What you should do: The answer is every line in the data below that contains the word "building".

(Stored data entries)
···

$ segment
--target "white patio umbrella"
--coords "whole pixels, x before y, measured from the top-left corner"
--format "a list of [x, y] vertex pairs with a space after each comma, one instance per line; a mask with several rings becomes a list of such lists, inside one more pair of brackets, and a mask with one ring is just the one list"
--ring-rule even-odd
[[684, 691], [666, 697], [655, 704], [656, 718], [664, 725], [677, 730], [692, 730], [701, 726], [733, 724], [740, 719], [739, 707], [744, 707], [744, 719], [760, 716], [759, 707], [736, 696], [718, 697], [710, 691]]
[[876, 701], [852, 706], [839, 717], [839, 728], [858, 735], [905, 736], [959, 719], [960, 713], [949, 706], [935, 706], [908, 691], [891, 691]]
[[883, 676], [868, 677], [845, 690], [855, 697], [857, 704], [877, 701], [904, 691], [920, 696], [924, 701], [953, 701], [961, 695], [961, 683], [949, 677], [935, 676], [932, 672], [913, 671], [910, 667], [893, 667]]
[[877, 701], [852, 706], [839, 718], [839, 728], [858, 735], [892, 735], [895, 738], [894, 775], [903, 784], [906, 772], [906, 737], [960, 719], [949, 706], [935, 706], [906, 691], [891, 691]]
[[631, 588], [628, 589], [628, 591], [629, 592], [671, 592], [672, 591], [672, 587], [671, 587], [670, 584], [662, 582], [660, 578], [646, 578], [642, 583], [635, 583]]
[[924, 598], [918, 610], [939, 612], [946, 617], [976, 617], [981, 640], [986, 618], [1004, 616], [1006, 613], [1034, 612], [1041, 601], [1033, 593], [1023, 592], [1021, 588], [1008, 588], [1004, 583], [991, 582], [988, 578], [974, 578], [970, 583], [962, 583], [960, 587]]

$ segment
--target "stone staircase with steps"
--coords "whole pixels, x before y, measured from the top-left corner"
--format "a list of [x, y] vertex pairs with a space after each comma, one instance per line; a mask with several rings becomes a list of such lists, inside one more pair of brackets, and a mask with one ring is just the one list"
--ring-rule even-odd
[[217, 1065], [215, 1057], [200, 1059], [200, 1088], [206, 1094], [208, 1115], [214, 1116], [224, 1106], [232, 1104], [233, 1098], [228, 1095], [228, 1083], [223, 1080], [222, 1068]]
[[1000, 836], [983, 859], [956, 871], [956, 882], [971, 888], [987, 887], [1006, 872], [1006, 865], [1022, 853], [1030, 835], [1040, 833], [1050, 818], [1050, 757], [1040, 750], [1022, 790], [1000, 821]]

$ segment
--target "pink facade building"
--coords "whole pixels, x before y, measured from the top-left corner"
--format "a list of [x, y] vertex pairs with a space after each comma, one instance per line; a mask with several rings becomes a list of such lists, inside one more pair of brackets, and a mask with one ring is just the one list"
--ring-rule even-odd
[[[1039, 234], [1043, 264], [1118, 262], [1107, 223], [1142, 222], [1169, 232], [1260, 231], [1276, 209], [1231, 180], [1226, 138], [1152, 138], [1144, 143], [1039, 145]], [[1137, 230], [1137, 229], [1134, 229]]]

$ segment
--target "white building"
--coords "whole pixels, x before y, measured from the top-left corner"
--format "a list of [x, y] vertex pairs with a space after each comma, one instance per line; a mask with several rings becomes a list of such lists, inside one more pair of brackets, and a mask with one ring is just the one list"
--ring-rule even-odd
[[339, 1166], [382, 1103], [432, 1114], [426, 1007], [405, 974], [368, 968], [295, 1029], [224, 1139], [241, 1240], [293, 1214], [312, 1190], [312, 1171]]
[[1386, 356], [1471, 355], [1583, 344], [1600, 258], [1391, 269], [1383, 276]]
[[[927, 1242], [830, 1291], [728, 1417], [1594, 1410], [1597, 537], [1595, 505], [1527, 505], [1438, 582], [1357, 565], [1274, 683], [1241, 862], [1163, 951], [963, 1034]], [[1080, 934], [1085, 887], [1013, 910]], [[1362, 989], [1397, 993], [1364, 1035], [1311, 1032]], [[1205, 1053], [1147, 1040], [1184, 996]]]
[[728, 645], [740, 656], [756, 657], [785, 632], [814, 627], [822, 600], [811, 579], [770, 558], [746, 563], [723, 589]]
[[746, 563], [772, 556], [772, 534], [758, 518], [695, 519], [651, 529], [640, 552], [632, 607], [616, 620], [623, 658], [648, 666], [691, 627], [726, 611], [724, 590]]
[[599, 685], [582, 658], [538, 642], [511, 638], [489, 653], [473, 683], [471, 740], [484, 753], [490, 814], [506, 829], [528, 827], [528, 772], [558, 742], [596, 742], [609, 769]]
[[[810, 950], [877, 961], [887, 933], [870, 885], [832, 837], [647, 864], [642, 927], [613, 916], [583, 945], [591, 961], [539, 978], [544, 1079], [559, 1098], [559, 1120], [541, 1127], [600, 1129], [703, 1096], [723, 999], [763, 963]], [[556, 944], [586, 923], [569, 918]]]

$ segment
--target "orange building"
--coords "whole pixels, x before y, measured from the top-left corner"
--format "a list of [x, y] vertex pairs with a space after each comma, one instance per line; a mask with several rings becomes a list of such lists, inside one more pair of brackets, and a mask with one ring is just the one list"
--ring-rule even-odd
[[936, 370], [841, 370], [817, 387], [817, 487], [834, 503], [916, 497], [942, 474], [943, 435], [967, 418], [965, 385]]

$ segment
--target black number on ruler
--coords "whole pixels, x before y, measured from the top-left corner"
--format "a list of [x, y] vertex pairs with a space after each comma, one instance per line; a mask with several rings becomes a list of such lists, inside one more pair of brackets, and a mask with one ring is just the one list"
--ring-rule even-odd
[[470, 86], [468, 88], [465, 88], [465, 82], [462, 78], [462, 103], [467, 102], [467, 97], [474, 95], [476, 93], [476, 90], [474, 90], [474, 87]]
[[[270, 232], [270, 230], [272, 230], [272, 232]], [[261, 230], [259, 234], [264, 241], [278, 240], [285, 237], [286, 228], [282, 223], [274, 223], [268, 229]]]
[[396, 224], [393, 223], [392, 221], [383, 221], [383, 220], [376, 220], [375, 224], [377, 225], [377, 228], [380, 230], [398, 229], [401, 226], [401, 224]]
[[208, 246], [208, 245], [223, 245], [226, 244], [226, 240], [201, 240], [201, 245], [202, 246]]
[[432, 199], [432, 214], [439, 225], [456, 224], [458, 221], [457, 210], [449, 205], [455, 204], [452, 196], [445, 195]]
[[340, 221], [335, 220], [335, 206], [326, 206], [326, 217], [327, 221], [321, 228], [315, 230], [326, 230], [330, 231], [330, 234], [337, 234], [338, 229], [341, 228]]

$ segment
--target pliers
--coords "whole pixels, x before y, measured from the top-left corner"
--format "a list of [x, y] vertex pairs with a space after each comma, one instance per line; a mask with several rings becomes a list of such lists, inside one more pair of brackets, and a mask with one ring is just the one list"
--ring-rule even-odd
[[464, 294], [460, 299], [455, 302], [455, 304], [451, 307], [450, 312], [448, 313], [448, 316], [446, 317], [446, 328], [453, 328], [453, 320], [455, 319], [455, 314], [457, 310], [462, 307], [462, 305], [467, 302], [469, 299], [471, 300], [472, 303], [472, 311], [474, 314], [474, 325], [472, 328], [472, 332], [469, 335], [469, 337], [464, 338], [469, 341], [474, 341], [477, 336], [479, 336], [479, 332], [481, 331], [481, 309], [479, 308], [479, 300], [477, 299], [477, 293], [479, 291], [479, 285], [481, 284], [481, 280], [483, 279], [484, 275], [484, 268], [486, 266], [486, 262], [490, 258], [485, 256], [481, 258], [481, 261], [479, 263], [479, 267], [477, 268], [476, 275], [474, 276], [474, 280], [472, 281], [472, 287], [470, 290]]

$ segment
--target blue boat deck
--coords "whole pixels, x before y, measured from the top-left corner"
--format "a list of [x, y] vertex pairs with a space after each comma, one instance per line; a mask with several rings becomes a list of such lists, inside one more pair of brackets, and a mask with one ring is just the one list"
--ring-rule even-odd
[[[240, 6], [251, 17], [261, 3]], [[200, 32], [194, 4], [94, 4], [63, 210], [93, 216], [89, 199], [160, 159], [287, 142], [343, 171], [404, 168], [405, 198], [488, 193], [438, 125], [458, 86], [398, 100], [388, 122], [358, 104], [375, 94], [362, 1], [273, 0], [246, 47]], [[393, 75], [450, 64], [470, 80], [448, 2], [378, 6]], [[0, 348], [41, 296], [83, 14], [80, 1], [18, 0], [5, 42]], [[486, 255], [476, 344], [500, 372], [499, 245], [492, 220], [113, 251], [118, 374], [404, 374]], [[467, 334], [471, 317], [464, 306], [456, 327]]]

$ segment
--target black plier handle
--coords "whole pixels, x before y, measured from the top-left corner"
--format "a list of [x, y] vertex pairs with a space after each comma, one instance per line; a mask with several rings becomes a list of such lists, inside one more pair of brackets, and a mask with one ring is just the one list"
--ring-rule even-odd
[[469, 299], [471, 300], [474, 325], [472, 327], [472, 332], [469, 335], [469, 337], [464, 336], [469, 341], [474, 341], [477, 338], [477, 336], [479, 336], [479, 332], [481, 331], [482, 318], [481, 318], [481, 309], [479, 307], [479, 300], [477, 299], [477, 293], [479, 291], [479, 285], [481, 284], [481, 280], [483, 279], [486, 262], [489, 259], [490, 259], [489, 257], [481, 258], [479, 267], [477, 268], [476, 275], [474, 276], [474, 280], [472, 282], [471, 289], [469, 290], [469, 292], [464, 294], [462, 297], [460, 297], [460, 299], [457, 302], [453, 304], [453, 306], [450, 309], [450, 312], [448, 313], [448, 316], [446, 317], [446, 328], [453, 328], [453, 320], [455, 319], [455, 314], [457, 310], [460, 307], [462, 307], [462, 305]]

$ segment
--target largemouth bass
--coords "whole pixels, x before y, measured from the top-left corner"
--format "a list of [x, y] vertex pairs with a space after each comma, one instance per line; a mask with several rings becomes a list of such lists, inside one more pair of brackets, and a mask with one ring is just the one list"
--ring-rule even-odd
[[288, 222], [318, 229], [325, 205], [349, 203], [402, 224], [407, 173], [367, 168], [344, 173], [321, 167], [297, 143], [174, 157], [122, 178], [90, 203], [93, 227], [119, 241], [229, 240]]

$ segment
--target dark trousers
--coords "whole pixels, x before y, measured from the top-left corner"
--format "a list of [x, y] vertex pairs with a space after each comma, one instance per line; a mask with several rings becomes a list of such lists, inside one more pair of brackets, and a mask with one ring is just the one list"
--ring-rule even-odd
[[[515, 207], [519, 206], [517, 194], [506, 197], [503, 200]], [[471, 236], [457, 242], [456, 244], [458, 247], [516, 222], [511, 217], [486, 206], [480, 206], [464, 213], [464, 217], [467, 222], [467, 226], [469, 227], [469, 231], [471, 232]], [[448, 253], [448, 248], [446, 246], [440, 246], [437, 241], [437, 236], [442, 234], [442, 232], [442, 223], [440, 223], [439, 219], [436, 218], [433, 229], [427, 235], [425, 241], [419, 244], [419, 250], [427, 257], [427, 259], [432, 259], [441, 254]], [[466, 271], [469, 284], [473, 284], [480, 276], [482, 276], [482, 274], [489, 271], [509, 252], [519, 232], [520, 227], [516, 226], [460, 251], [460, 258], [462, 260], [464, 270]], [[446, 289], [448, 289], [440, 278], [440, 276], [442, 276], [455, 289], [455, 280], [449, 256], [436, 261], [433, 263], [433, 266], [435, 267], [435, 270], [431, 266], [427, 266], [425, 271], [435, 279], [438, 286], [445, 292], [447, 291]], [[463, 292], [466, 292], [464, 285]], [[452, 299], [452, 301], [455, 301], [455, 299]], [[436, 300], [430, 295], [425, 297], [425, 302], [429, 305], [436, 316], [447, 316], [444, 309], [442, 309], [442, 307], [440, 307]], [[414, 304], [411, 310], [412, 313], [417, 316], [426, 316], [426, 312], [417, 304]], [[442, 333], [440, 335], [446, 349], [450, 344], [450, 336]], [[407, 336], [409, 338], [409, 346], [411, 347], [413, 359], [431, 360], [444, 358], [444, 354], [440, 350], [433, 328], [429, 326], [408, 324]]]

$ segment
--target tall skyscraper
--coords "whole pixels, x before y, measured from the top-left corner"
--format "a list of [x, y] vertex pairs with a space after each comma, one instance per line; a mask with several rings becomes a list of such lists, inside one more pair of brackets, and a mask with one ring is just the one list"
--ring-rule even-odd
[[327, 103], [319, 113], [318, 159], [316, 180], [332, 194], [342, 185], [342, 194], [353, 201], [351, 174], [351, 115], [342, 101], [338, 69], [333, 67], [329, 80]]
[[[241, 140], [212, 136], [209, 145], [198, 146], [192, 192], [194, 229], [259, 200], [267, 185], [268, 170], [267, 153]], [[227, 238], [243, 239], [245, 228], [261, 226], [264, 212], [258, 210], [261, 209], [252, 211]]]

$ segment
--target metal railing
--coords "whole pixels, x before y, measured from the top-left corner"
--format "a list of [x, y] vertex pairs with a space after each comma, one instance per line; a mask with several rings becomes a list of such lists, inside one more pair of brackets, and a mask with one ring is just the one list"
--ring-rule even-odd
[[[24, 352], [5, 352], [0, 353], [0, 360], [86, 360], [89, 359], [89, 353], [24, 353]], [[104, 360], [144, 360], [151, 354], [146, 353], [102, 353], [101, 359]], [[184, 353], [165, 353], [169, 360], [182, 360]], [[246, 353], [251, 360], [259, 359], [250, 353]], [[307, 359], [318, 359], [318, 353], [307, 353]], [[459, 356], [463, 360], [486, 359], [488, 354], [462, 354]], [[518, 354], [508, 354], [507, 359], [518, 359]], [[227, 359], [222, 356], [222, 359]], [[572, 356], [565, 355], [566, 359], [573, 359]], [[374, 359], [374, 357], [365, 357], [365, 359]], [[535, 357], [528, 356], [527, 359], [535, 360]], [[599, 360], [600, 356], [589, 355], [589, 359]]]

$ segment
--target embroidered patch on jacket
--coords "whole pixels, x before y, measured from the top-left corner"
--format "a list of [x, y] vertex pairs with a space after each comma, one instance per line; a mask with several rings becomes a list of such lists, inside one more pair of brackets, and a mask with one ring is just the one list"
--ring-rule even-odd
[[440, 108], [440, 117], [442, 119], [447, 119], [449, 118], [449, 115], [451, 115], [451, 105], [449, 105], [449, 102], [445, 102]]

···

Solution to the problem:
--target "pink facade building"
--target "white building"
--target "orange building"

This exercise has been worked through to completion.